**ЦЕЛЬ ЗАДАНИЯ**
До какого времени, согласно отрывку о старообрядцах, они не имели права «пропагандировать» свои взгляды?

**ОТРЫВОК**
Когда главные участники событий принадлежат к определённой религии, нелишне будет принять во внимание некоторые аспекты их религиозных воззрений, тем более что эти религиозные особенности были выбраны войсковой администрацией в «козлы отпущения» и стали «причиной» репрессий, а также эти самые религиозные особенности сыграли значительную роль в том, как развернулись события в 1870-х.

В результате многовековых преследований старообрядцев осталось мало, а грамотных старообрядцев, знакомых со старообрядческой догмой, – и того меньше, а среди историков, писавших о событиях 1870-х годов, их нет вообще.

Неудивительно, что религиозные воззрения старообрядцев знакомы широкому кругу людей по случайным источникам: по художественным произведениям вроде фильма «Тени исчезают в полдень» (угрюмые злобные антисоветчики, не имеющие друзей и даже не любящие своих детей) и по антирелигиозной пропаганде советских времён, пугающей нас рассказами о самоубийствах всевозможных сектантов и об убийствах, в том числе собственных детей. Неудивительно также, что в результате такого «образования» отношение к старообрядцам если не поголовно отрицательное, то всё равно настороженное.



Просветительная литература по старообрядчеству полна такого количества мусора, что в потоке макулатуры трудно найти информированное и грамотное описание догмы, а уж тем более всех хитросплетений в развитии этой догмы. А среди добросовестной, объективной литературы ещё нужно суметь найти писателя, который и сам является старообрядцем и пишет о своей вере не понаслышке, а основываясь на собственном опыте. Конечно, «нельзя не сознаться в том, что сами раскольники могут лучше знать истинные стремления своих собратий, чем посторонние исследователи раскола» (Нильский, стр. 37), но старообрядцы не имели права «пропагандировать» свои взгляды вплоть до конца XX века, а потому и не существовало традиции старообрядческой общеобразовательной литературы, рассчитанной на широкую публику.

**ИСХОДНЫЕ ЗАПИСИ**
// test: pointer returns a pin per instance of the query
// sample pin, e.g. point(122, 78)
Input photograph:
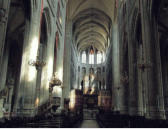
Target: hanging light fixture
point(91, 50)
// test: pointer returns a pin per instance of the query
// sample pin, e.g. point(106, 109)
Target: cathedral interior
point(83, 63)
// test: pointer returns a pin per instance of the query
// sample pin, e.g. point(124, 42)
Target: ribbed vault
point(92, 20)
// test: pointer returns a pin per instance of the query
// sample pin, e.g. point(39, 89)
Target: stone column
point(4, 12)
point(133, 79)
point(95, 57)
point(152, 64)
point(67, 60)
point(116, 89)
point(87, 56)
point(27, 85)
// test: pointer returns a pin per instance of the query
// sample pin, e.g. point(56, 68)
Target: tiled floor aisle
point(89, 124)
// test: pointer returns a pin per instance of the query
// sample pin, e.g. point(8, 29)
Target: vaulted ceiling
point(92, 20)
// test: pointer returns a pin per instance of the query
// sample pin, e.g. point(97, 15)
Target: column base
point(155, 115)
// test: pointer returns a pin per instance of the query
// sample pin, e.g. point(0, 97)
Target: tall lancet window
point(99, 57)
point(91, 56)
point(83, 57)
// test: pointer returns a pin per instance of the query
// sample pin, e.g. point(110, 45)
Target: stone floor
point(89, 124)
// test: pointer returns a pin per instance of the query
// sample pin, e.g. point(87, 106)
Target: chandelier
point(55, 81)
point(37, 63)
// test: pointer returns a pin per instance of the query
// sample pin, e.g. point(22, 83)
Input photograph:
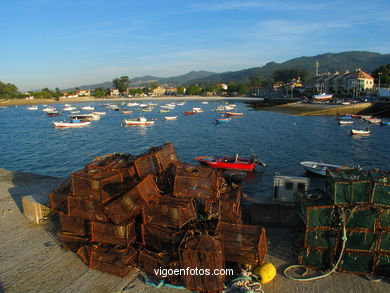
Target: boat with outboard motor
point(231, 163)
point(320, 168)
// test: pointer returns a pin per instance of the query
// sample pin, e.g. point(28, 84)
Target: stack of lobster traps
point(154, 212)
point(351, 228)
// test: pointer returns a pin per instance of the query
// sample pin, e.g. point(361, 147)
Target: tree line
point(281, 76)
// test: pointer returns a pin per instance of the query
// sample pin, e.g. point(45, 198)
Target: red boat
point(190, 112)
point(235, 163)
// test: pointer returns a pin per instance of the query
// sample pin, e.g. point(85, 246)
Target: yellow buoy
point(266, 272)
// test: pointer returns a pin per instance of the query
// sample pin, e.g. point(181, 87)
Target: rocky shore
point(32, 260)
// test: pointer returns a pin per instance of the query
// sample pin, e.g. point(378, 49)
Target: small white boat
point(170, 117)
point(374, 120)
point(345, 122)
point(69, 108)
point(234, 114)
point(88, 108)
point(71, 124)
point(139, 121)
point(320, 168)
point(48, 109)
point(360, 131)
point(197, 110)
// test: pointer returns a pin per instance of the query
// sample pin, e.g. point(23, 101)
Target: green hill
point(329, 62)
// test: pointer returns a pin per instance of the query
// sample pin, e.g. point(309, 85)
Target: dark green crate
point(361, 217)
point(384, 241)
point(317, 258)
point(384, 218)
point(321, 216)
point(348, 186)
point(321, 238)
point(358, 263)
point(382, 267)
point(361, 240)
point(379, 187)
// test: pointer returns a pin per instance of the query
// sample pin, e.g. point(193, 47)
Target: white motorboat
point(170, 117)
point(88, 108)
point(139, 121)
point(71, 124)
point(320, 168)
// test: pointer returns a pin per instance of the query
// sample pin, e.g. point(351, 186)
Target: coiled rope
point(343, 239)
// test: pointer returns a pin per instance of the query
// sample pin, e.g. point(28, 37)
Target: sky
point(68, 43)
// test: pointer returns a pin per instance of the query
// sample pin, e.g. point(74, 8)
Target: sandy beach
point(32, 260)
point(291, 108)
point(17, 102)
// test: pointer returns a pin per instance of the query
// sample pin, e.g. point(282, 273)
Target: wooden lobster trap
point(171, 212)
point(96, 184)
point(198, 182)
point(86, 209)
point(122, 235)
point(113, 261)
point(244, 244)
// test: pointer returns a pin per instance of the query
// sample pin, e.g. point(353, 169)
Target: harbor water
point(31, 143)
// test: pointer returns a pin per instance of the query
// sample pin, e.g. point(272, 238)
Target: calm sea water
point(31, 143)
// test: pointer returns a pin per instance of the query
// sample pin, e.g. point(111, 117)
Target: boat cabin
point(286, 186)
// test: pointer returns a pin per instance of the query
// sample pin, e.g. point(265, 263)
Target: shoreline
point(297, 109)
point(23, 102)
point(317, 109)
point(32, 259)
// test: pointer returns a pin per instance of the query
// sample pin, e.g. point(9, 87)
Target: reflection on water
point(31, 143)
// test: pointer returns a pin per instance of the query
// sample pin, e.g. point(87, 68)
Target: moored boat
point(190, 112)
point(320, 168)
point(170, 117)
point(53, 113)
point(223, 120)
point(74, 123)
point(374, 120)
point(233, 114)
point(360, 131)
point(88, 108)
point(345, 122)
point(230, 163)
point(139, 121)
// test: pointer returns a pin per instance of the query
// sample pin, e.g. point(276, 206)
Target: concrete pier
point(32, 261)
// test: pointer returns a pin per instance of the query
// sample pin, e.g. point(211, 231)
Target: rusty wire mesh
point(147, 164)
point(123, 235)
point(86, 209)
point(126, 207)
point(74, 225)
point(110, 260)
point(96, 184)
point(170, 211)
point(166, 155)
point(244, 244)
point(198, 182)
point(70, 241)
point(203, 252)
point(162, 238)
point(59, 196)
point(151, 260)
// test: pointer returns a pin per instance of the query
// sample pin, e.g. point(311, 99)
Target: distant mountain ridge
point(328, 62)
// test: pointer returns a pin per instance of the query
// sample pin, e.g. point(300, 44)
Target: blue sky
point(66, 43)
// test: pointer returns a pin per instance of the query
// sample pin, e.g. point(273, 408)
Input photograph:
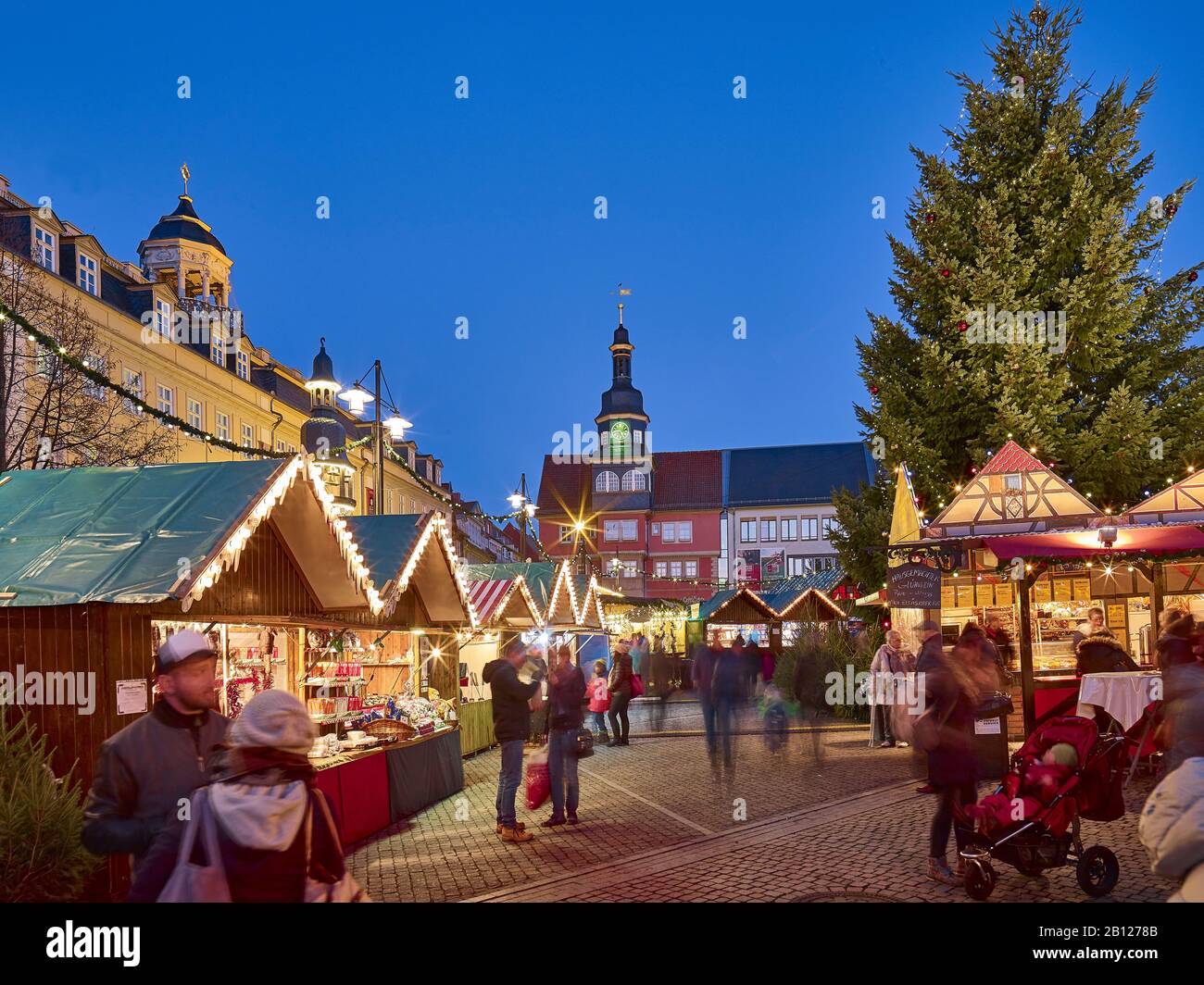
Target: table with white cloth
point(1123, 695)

* * *

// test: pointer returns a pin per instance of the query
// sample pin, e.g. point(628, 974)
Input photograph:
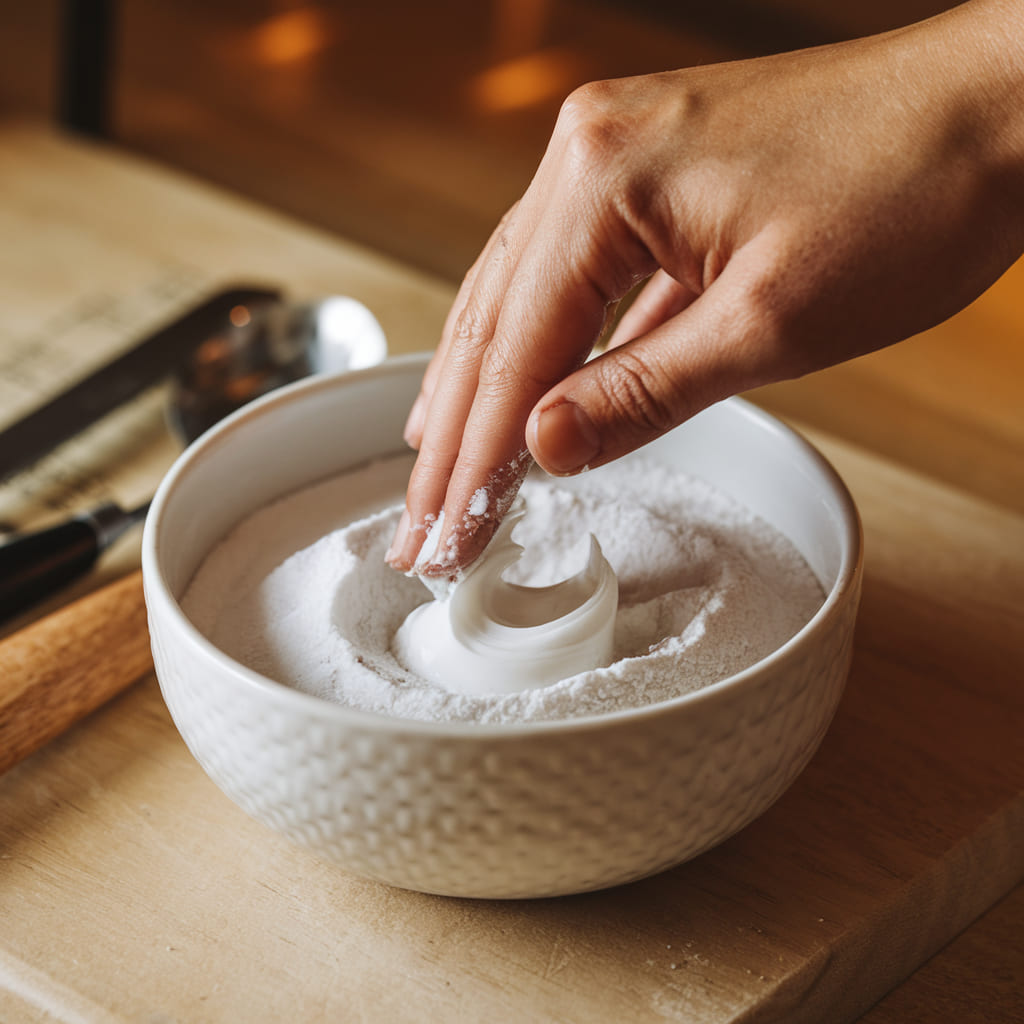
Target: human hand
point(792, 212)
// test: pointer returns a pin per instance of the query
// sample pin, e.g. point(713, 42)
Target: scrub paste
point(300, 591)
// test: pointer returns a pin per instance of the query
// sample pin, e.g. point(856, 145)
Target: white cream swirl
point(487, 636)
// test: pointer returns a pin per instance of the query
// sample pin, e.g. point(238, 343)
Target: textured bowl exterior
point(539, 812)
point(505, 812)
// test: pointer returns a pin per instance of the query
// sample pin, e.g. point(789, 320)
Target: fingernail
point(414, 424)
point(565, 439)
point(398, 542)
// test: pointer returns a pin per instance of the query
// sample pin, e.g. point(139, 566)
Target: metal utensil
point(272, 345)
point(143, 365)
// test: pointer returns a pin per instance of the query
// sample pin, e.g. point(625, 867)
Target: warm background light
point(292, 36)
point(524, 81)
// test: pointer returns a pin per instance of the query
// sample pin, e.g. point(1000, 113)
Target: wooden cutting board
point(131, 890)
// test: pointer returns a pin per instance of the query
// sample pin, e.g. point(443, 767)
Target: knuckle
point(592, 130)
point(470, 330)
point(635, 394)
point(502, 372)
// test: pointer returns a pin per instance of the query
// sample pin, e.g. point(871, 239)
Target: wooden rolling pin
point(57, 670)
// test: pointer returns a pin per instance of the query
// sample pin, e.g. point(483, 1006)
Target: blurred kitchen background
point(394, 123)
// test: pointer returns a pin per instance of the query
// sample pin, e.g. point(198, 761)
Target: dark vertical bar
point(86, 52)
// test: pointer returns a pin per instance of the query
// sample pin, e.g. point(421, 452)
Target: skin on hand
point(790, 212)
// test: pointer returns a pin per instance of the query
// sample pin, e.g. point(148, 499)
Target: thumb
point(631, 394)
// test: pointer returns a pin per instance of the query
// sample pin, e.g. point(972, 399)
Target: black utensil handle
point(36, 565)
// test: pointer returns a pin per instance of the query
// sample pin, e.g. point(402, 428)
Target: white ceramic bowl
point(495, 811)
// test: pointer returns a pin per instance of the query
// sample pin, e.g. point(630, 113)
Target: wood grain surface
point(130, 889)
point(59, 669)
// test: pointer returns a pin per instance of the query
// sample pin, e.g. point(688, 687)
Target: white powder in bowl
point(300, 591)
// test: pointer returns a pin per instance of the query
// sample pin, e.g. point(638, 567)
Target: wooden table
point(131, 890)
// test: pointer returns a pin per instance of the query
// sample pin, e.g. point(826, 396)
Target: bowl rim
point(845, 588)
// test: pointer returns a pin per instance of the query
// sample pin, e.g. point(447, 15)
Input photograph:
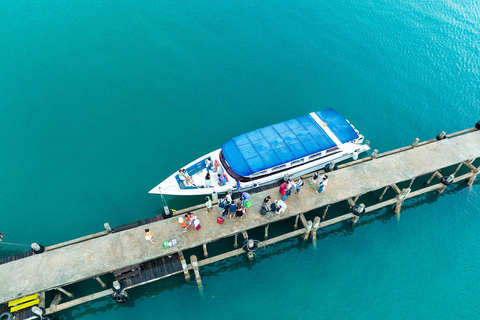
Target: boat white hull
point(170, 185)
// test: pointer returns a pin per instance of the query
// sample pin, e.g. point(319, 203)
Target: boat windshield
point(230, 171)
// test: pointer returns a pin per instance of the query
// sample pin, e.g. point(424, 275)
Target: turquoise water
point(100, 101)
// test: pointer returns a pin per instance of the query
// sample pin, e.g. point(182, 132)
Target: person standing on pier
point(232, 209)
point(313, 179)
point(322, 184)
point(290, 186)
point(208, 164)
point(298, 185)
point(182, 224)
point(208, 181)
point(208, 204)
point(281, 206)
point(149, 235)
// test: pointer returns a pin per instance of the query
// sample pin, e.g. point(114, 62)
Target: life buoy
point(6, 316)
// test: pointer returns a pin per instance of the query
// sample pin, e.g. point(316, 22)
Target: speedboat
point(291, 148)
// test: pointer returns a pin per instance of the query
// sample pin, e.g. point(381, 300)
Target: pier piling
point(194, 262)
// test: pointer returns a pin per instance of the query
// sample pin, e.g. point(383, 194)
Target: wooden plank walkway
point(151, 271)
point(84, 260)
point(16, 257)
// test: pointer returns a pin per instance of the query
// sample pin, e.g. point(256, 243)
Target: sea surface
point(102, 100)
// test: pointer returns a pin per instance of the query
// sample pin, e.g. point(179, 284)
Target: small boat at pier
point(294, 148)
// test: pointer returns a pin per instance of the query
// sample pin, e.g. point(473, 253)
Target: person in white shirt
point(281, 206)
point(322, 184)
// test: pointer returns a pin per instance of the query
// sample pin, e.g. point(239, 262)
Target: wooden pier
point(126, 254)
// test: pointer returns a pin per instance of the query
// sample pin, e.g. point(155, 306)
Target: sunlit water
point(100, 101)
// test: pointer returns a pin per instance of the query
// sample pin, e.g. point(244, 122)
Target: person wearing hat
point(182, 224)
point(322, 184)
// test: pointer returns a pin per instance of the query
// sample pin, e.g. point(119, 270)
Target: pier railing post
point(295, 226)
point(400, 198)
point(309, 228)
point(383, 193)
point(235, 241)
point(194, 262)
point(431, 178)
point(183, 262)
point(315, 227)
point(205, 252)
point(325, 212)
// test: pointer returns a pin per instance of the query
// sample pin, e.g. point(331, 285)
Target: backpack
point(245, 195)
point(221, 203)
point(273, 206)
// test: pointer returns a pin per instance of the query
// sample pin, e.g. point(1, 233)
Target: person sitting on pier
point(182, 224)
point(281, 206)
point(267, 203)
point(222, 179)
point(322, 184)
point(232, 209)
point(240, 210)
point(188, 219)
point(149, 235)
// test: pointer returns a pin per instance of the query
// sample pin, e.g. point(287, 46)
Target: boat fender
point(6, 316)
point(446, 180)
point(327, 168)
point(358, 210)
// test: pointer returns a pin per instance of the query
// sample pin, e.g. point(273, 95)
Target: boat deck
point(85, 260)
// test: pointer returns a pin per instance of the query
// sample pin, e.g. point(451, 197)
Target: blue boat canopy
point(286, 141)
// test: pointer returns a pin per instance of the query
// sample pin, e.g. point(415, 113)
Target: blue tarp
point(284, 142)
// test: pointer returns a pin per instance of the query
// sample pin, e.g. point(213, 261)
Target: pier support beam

**ОТВЕТ К ЗАДАНИЮ**
Вплоть до конца XX века.